• [Work order]:
Copy out every line holding the string "purple" from the records below.

- Opening Delimiter -

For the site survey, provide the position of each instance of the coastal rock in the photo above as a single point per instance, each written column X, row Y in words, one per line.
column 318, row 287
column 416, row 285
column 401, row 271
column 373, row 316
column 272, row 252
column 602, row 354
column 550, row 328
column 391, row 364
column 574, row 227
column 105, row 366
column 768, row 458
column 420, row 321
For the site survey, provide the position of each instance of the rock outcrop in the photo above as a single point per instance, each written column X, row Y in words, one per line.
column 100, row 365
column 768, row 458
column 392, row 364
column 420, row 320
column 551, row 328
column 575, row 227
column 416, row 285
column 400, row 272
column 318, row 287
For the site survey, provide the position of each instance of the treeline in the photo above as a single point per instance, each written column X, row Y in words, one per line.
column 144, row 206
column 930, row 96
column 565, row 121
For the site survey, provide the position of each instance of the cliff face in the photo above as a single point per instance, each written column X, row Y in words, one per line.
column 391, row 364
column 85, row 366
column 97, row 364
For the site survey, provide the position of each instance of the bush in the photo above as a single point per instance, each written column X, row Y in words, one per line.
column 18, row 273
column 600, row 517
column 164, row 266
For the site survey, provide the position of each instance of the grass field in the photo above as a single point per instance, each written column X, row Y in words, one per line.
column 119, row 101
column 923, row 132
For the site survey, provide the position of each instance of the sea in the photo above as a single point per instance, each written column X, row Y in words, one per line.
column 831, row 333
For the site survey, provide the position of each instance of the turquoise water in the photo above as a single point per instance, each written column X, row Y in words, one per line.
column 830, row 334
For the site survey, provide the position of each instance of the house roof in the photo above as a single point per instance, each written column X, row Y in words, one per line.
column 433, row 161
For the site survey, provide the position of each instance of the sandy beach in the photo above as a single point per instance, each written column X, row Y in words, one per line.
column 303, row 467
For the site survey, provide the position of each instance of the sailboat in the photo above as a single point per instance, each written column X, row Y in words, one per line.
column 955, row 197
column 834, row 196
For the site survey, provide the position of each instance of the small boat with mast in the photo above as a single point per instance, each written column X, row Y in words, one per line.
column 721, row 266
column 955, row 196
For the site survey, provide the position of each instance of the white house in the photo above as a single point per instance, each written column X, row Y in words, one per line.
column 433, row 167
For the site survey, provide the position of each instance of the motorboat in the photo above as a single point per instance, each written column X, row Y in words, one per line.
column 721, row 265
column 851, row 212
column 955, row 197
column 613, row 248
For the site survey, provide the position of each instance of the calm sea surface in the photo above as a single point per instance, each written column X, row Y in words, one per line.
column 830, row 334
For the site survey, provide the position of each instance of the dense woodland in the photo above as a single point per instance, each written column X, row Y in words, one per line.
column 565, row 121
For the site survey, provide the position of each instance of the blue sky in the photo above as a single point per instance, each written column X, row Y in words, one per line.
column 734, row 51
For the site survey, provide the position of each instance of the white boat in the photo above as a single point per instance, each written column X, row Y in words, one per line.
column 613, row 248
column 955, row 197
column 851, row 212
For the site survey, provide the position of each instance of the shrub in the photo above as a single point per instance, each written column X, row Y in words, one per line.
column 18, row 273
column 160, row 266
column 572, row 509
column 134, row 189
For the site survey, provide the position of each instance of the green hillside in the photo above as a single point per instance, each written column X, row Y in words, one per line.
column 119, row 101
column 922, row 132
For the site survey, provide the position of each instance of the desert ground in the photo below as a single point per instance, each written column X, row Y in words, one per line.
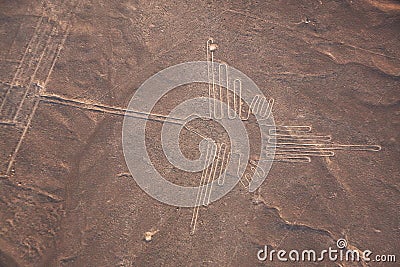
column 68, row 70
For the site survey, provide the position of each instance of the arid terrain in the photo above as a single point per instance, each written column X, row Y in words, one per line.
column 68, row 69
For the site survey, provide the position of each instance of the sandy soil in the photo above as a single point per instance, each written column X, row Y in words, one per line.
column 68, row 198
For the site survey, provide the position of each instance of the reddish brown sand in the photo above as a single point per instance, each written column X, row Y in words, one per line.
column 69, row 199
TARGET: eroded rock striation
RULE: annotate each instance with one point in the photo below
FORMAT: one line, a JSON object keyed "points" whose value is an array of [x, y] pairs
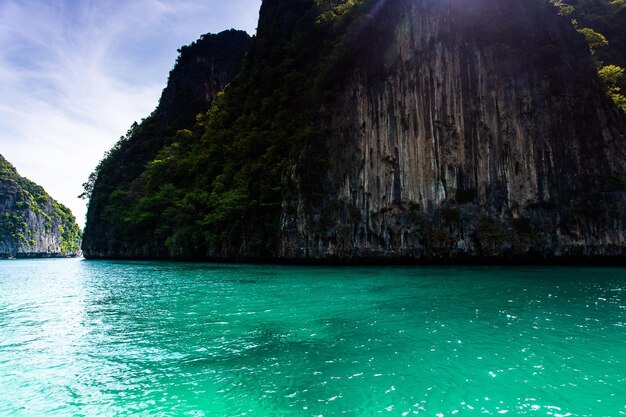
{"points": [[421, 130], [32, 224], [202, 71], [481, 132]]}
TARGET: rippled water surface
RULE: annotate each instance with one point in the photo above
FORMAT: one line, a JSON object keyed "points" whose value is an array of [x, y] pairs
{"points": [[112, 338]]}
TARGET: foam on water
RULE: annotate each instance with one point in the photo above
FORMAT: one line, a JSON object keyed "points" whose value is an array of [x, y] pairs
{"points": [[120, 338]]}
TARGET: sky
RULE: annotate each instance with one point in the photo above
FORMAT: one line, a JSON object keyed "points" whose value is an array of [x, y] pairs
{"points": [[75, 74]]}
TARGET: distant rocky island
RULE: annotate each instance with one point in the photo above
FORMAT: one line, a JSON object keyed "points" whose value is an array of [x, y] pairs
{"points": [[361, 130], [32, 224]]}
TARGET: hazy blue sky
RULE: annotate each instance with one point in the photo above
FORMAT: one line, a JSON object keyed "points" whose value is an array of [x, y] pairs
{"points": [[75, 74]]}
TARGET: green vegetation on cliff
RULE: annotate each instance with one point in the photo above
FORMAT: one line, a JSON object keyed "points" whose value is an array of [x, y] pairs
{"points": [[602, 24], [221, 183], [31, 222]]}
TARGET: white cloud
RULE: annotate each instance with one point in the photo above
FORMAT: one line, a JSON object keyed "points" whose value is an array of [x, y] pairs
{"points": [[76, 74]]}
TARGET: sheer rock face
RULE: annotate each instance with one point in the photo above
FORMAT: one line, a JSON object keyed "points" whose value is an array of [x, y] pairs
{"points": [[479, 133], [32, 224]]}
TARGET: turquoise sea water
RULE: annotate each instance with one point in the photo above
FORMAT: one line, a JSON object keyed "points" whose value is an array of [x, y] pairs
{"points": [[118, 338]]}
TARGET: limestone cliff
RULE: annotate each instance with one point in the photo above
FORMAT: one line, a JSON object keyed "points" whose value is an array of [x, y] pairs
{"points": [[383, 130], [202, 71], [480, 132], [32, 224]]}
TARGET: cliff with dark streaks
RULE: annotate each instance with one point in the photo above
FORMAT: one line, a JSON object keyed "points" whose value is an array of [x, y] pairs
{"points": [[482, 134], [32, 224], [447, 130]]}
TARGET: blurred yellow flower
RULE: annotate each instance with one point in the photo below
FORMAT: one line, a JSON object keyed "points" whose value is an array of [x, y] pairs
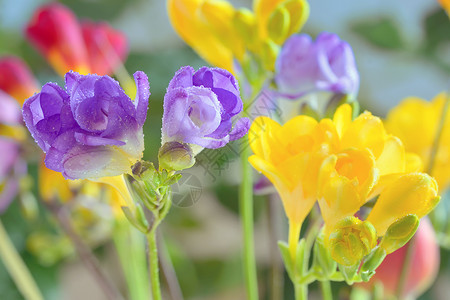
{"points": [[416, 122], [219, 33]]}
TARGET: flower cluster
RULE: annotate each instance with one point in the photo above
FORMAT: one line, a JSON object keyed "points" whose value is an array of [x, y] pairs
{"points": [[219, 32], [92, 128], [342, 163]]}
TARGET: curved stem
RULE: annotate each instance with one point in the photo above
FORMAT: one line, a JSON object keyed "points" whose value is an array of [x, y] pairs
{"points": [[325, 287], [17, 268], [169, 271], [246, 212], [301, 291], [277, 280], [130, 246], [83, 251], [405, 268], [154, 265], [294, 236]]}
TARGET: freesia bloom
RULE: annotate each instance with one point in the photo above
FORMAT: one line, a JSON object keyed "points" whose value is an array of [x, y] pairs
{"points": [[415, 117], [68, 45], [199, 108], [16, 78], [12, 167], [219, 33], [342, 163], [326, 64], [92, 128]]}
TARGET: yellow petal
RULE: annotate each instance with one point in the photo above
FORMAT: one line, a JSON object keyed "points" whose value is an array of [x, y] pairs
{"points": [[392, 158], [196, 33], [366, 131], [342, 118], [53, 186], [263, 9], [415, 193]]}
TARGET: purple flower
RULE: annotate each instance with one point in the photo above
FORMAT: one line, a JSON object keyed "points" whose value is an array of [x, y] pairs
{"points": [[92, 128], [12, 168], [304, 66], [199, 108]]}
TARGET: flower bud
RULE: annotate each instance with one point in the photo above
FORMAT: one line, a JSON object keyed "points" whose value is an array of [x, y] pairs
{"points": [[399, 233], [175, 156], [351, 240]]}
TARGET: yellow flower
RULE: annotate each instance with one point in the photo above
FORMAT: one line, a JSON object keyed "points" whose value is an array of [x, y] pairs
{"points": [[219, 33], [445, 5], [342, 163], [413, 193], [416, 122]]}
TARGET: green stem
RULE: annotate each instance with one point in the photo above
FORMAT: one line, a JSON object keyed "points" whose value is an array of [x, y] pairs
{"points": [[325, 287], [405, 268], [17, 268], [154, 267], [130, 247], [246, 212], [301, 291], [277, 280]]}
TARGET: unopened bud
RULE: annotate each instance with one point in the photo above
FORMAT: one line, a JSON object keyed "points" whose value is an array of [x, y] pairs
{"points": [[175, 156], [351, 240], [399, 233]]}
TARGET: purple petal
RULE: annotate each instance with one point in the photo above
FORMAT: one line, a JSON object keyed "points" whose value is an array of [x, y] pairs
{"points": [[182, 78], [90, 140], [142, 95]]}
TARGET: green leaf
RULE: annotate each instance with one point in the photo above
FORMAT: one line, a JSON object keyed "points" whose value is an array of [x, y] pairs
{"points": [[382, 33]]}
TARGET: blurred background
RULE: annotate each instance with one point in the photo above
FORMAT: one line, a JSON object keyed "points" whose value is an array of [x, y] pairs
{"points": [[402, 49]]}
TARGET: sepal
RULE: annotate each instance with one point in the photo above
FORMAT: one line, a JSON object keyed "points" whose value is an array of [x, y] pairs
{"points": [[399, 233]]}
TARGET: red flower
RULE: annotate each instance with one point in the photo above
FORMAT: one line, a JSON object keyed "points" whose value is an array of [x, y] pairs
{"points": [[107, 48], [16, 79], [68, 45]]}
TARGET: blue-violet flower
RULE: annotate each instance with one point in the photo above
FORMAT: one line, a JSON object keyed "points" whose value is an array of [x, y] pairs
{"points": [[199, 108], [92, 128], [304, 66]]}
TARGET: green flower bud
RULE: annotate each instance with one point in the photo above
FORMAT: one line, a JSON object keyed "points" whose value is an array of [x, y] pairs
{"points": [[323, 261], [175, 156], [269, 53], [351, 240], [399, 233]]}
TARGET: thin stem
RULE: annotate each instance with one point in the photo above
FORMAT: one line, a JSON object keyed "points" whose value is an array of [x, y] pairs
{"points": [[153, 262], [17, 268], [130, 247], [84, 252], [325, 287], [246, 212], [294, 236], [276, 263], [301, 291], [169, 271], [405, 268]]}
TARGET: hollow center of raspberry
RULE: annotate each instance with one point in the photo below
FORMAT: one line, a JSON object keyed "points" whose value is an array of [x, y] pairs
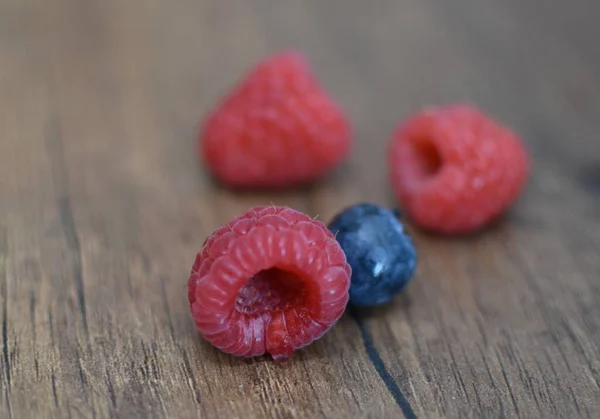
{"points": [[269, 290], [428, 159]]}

- Closing Delimiter -

• [Answer space]:
TARGET: purple flower
TARGET: purple petal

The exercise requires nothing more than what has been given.